WHAT THIS TASK INVOLVES: Every entry below is to be copied exactly as written.

DATA PROVIDED:
____

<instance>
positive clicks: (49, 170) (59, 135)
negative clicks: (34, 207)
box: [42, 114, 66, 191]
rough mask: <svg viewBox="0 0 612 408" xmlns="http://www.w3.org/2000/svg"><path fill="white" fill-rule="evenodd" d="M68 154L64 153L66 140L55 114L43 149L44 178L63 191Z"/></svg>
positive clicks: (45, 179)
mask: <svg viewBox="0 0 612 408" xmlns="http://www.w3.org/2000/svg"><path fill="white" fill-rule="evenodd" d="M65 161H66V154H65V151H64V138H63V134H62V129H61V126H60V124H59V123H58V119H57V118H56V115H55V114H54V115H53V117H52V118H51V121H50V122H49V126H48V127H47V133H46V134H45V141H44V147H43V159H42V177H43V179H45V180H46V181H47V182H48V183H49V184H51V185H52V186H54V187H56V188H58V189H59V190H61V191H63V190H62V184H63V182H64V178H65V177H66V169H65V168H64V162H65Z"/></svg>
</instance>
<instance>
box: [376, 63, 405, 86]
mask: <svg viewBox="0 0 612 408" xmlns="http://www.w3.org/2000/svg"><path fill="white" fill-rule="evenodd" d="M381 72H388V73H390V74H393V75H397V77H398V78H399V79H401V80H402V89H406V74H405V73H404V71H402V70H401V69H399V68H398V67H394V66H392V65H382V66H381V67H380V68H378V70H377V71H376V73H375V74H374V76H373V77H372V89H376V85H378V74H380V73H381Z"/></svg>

____

ANSWER TO THIS PROBLEM:
<instance>
positive clicks: (49, 170) (59, 135)
negative clicks: (34, 207)
box: [42, 114, 66, 191]
rough mask: <svg viewBox="0 0 612 408" xmlns="http://www.w3.org/2000/svg"><path fill="white" fill-rule="evenodd" d="M68 154L64 153L66 140L55 114L43 149L44 178L63 191Z"/></svg>
positive clicks: (45, 179)
mask: <svg viewBox="0 0 612 408" xmlns="http://www.w3.org/2000/svg"><path fill="white" fill-rule="evenodd" d="M65 161H66V154H65V151H64V138H63V134H62V129H61V126H60V124H59V123H58V119H57V118H56V115H55V114H54V115H53V117H52V118H51V121H50V122H49V126H48V127H47V133H46V134H45V141H44V147H43V159H42V177H43V179H45V180H46V181H47V182H48V183H49V184H51V185H52V186H54V187H56V188H58V189H59V190H61V191H63V190H62V184H63V182H64V178H65V177H66V169H65V168H64V162H65Z"/></svg>
</instance>
<instance>
box: [376, 63, 405, 86]
mask: <svg viewBox="0 0 612 408" xmlns="http://www.w3.org/2000/svg"><path fill="white" fill-rule="evenodd" d="M381 72H388V73H390V74H393V75H397V77H398V78H399V79H401V80H402V89H406V74H405V73H404V71H402V70H401V69H399V68H398V67H394V66H392V65H382V66H381V67H380V68H378V70H377V71H376V73H375V74H374V76H373V77H372V89H376V85H378V74H380V73H381Z"/></svg>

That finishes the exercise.